Creating the tables following the new ER diagram

In [5]:
# Creating Country Table
country = spark.sql('''
  SELECT ROW_NUMBER() OVER(
     ORDER BY cnt.CustomerCountry
  ) as CountryID, cnt.CustomerCountry as CountryName FROM
  (SELECT distinct(dv.CustomerCountry) 
   FROM depositsView dv 
  UNION
  SELECT distinct(gv.CustomerCountry)
   FROM gameplaysView gv) cnt;
''').createOrReplaceTempView("countryView")
# Creating Customer Table
customer = spark.sql('''
  SELECT ROW_NUMBER() OVER(ORDER BY cust.CustomerEmail ASC) as CustomerId 
  ,cust.*
  FROM
  (SELECT distinct(dv.CustomerEmail),
         dv.CustomerAccountStatus as CustomerStatus,
         dv.CustomerBrandName,
         cv.CountryID as CountryIdFK
         FROM depositsView dv
         LEFT JOIN countryView cv ON 
         dv.CustomerCountry = cv.CountryName
  UNION

  SELECT distinct(gv.CustomerEmail),
         gv.CustomerStatus,
         gv.CustomerBrand as CustomerBrandName,
         cv.CountryID as CountryIdFK
         FROM gameplaysView gv 
         LEFT JOIN countryView cv ON
         gv.CustomerCountry = cv.CountryName) cust
''').createOrReplaceTempView("customerView")
# Creating Payment Method Table
paymentMethod = spark.sql('''
  SELECT ROW_NUMBER() OVER(ORDER BY dv.PaymentMethodName, dv.PaymentMethodType) 
      as PaymentMethodId, 
      dv.PaymentMethodName as MethodName,
      dv.PaymentMethodType as MethodType
      FROM depositsView dv
      GROUP BY dv.PaymentMethodName, dv.PaymentMethodType 
''').createOrReplaceTempView("paymentMethodView")

_Data shown_.
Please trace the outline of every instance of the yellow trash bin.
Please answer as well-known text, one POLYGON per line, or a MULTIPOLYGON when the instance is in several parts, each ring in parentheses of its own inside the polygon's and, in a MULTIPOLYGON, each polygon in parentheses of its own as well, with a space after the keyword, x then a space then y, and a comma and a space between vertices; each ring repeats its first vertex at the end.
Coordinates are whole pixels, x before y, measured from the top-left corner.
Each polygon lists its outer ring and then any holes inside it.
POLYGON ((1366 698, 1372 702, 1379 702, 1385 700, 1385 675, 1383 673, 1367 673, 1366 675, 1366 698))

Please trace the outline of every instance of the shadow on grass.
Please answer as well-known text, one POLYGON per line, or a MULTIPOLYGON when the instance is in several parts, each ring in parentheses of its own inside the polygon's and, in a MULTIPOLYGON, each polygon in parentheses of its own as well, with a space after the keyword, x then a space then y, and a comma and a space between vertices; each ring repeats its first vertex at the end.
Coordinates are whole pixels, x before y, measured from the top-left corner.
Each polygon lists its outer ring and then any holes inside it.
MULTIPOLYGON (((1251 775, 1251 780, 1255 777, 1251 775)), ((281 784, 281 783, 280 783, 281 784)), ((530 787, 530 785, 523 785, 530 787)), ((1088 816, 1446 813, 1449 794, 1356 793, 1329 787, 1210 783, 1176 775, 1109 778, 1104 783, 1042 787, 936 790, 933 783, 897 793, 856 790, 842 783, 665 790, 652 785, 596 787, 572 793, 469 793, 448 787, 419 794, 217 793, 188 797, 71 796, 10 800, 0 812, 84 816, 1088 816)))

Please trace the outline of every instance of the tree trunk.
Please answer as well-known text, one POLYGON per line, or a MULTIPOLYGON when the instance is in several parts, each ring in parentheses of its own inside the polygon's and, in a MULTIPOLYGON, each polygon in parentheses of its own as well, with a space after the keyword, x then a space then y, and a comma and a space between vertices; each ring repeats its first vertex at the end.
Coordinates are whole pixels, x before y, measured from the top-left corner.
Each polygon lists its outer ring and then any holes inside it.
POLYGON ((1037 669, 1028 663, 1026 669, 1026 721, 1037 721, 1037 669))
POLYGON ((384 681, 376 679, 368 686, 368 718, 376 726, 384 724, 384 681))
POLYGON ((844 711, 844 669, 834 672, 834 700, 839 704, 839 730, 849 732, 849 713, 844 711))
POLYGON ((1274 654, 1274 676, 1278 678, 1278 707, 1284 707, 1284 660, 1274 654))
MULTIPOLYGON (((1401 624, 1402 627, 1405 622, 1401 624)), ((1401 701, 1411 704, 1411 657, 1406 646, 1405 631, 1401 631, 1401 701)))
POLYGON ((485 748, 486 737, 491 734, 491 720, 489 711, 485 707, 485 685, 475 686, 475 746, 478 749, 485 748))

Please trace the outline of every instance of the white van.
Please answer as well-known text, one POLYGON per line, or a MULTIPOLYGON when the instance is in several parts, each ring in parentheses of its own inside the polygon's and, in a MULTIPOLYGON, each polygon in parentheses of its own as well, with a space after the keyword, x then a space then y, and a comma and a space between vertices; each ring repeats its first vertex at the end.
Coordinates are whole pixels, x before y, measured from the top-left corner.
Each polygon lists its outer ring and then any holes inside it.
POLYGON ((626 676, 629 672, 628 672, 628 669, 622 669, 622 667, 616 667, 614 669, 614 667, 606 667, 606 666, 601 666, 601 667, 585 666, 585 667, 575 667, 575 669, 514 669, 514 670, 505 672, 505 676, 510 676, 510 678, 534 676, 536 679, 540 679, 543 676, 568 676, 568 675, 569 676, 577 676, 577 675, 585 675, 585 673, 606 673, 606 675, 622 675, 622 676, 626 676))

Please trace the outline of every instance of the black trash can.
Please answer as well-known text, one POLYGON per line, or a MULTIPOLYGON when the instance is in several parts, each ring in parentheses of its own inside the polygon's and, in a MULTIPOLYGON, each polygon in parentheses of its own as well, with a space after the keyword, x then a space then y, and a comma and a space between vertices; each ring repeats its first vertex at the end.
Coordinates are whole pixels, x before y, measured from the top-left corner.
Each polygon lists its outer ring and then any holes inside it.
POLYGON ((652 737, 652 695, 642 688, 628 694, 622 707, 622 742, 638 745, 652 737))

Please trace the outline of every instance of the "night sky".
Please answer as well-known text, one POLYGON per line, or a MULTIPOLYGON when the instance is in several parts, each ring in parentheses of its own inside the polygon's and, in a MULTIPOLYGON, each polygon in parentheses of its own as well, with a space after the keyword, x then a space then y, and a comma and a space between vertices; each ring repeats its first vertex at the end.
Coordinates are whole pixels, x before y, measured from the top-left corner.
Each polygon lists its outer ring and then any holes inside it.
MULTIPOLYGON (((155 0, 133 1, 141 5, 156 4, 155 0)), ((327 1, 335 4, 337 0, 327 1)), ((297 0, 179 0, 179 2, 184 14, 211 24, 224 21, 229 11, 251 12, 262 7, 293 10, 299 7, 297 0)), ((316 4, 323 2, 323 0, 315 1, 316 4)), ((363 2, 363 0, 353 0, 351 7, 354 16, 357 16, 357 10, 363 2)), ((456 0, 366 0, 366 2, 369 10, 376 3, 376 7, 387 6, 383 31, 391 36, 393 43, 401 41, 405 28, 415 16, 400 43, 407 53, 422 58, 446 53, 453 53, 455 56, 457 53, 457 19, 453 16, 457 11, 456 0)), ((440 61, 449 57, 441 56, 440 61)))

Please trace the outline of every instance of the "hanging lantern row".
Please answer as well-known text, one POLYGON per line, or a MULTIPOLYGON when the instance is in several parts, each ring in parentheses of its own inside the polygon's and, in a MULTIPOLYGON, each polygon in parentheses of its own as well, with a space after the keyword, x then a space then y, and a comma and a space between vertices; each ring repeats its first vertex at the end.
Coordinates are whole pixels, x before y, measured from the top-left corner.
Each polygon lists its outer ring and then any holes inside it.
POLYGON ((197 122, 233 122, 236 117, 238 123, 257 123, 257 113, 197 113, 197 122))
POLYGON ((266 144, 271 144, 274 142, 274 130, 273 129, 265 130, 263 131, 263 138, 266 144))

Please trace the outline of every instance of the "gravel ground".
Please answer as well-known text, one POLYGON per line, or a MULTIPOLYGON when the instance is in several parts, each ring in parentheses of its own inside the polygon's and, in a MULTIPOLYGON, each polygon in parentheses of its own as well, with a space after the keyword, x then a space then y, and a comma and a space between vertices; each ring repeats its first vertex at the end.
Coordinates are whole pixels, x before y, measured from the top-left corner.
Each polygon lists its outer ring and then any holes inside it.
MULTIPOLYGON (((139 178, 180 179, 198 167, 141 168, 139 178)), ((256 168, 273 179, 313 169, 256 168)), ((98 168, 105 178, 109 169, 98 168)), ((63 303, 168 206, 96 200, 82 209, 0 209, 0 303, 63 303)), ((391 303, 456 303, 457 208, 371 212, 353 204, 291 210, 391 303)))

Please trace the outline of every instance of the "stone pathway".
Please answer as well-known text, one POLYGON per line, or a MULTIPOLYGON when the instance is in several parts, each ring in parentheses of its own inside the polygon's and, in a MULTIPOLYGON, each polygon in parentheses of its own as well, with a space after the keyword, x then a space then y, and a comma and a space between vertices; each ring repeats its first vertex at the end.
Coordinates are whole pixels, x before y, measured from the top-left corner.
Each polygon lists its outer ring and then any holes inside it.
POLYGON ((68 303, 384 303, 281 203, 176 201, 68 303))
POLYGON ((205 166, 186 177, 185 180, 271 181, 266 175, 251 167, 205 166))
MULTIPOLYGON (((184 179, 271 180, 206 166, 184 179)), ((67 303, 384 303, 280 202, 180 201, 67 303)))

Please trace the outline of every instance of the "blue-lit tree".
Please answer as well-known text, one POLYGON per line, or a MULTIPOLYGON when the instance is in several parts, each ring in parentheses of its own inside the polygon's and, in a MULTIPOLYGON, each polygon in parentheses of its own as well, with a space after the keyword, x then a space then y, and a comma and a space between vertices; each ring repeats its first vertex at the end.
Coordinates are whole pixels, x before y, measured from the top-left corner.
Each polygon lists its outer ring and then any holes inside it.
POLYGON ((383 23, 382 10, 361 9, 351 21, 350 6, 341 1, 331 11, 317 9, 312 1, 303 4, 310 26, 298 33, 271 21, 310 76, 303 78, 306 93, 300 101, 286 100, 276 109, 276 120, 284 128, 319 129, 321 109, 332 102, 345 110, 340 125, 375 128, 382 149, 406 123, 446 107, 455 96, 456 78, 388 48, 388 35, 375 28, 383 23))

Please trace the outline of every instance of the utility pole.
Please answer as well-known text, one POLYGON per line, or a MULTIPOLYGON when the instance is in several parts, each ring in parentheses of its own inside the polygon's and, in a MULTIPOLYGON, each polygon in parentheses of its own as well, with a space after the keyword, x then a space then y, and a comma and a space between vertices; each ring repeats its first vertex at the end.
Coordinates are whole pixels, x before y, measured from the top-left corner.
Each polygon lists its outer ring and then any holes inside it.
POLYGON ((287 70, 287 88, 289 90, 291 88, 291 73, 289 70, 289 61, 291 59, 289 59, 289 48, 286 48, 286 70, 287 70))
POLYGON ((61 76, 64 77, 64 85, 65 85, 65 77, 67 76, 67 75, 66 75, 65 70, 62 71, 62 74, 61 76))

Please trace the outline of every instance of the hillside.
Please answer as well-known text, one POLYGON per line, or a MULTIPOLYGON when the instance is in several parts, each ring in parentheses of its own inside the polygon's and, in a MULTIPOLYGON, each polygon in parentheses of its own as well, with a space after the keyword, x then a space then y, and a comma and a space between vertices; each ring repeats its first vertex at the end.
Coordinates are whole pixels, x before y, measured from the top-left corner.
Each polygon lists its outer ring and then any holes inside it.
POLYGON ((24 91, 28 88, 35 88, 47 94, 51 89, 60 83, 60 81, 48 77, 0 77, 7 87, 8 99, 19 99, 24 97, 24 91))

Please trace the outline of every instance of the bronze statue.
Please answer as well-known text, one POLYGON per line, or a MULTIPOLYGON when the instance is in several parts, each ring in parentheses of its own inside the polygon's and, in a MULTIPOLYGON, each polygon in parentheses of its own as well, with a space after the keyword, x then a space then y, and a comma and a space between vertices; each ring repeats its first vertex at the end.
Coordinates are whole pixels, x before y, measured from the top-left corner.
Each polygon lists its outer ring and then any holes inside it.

_To be done_.
1/ In the Spark SQL code that builds tables from the new ER diagram, what temporary view name is the payment method table registered under?
2/ Write the next part of the Spark SQL code that builds tables from the new ER diagram, starting after the payment method table.

_Responses in order_.
1/ paymentMethodView

2/
# Creating Payment Status Table
paymentStatus = spark.sql('''
  SELECT ROW_NUMBER() OVER(ORDER BY dv.PaymentStatusName) as PaymentStatusId, 
         dv.PaymentStatusName as StatusName,
         dv.PaymentStatusDescription as Description
         FROM depositsView dv
         GROUP BY  dv.PaymentStatusName, dv.PaymentStatusDescription 
''').createOrReplaceTempView("paymentStatusView")
# Creating Payments Table
payments = spark.sql('''
  SELECT 
         ROW_NUMBER() OVER(ORDER BY ps.PaymentStatusId, pm.PaymentMethodId) as
         PaymentId,
         ps.PaymentStatusId as PaymentStatusIdFK,
         pm.PaymentMethodId as PaymentMethodIdFK
         FROM depositsView dv
         LEFT JOIN paymentMethodView pm ON pm.MethodName = dv.PaymentMethodName
         LEFT JOIN paymentMethodView pm2 ON pm2.MethodType = dv.PaymentMethodType
         LEFT JOIN paymentStatusView ps ON ps.StatusName = dv.PaymentStatusName
         GROUP BY ps.PaymentStatusId, pm.PaymentMethodId;
''').createOrReplaceTempView("paymentsView")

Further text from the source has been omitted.